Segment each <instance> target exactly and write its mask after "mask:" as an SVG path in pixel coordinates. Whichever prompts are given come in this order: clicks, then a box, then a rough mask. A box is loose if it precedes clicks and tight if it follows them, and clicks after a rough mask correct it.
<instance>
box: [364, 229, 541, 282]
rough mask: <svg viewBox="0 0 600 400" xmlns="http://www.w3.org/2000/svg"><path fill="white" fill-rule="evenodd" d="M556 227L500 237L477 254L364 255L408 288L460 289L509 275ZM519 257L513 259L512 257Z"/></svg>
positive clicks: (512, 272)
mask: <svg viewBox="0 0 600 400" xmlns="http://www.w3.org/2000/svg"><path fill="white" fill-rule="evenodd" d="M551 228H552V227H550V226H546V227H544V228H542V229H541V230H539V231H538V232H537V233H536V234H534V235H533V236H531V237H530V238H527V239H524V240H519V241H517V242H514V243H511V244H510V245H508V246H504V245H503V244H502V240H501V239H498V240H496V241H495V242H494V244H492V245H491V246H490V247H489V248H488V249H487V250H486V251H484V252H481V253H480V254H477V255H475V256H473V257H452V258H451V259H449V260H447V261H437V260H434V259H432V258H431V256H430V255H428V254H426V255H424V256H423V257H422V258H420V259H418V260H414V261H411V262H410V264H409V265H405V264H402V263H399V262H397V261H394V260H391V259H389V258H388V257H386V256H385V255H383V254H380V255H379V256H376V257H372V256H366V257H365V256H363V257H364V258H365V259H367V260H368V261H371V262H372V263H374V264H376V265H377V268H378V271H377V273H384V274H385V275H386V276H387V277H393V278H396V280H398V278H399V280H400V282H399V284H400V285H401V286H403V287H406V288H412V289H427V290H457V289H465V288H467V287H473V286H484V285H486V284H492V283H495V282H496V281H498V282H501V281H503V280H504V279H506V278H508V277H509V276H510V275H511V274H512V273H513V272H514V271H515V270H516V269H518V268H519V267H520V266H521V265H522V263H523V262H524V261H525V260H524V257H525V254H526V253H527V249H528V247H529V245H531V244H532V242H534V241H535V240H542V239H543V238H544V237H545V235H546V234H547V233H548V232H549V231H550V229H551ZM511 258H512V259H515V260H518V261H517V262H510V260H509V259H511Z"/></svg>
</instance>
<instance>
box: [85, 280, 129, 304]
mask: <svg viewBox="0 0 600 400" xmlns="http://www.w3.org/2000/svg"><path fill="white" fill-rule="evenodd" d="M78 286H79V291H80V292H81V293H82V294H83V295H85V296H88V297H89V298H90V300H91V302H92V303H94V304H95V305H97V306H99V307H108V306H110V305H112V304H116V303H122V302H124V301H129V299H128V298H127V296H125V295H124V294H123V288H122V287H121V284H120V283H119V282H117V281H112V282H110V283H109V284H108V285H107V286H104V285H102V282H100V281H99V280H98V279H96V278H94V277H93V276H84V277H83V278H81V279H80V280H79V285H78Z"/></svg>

§ AIM OF THE TASK
Would you be able to transcribe every line of the data exactly?

§ SOLUTION FOR THIS EXERCISE
Segment each <instance> target exactly and write its mask after "mask:" as an SVG path in pixel coordinates. Whichever prompts are given come in this order: clicks, then a box, then a rough mask. A box is loose if it precedes clicks and tight if it follows them, and clicks after a rough mask correct it.
<instance>
box: [364, 229, 541, 282]
rough mask: <svg viewBox="0 0 600 400" xmlns="http://www.w3.org/2000/svg"><path fill="white" fill-rule="evenodd" d="M556 227L500 237L477 254L364 255L408 288L460 289L509 275ZM519 257L513 259L512 257Z"/></svg>
positive clicks: (512, 272)
mask: <svg viewBox="0 0 600 400" xmlns="http://www.w3.org/2000/svg"><path fill="white" fill-rule="evenodd" d="M551 228H552V227H550V226H546V227H544V228H542V229H541V230H539V231H538V232H537V233H536V234H534V235H533V236H531V237H530V238H527V239H524V240H519V241H517V242H514V243H511V244H510V245H508V246H504V245H503V244H502V240H501V239H498V240H496V241H495V242H494V244H492V245H491V246H490V247H489V248H488V249H487V250H486V251H484V252H481V253H480V254H477V255H475V256H473V257H452V258H451V259H449V260H447V261H437V260H434V259H432V258H431V256H430V255H428V254H426V255H424V256H423V257H422V258H420V259H418V260H414V261H411V262H410V264H409V265H405V264H402V263H399V262H397V261H394V260H391V259H389V258H388V257H386V256H385V255H383V254H380V255H379V256H376V257H372V256H366V257H365V256H363V257H364V258H365V259H367V260H368V261H371V262H372V263H374V264H376V265H377V268H378V271H377V273H384V274H385V275H386V276H387V277H393V278H396V280H398V278H399V280H400V282H399V284H400V285H401V286H403V287H406V288H412V289H427V290H457V289H465V288H467V287H473V286H484V285H486V284H492V283H495V282H496V281H498V282H501V281H503V280H504V279H506V278H508V277H509V276H510V275H511V274H512V273H513V272H514V271H515V270H516V269H518V268H519V267H520V266H521V265H522V263H523V262H524V261H525V260H524V257H525V254H526V253H527V249H528V247H529V245H531V244H532V242H534V241H535V240H542V239H543V238H544V237H545V235H546V234H547V233H548V232H549V231H550V229H551ZM511 258H512V259H515V260H518V261H517V262H510V260H509V259H511Z"/></svg>
</instance>
<instance>
box: [85, 280, 129, 304]
mask: <svg viewBox="0 0 600 400" xmlns="http://www.w3.org/2000/svg"><path fill="white" fill-rule="evenodd" d="M78 286H79V291H80V292H81V293H82V294H83V295H85V296H88V297H89V298H90V300H91V302H92V303H94V304H95V305H97V306H99V307H108V306H110V305H112V304H116V303H122V302H124V301H129V299H128V298H127V296H125V295H124V294H123V288H122V287H121V284H120V283H119V282H117V281H112V282H110V283H109V284H108V285H107V286H104V285H102V282H100V281H99V280H98V279H96V278H94V277H93V276H84V277H83V278H81V279H80V280H79V285H78Z"/></svg>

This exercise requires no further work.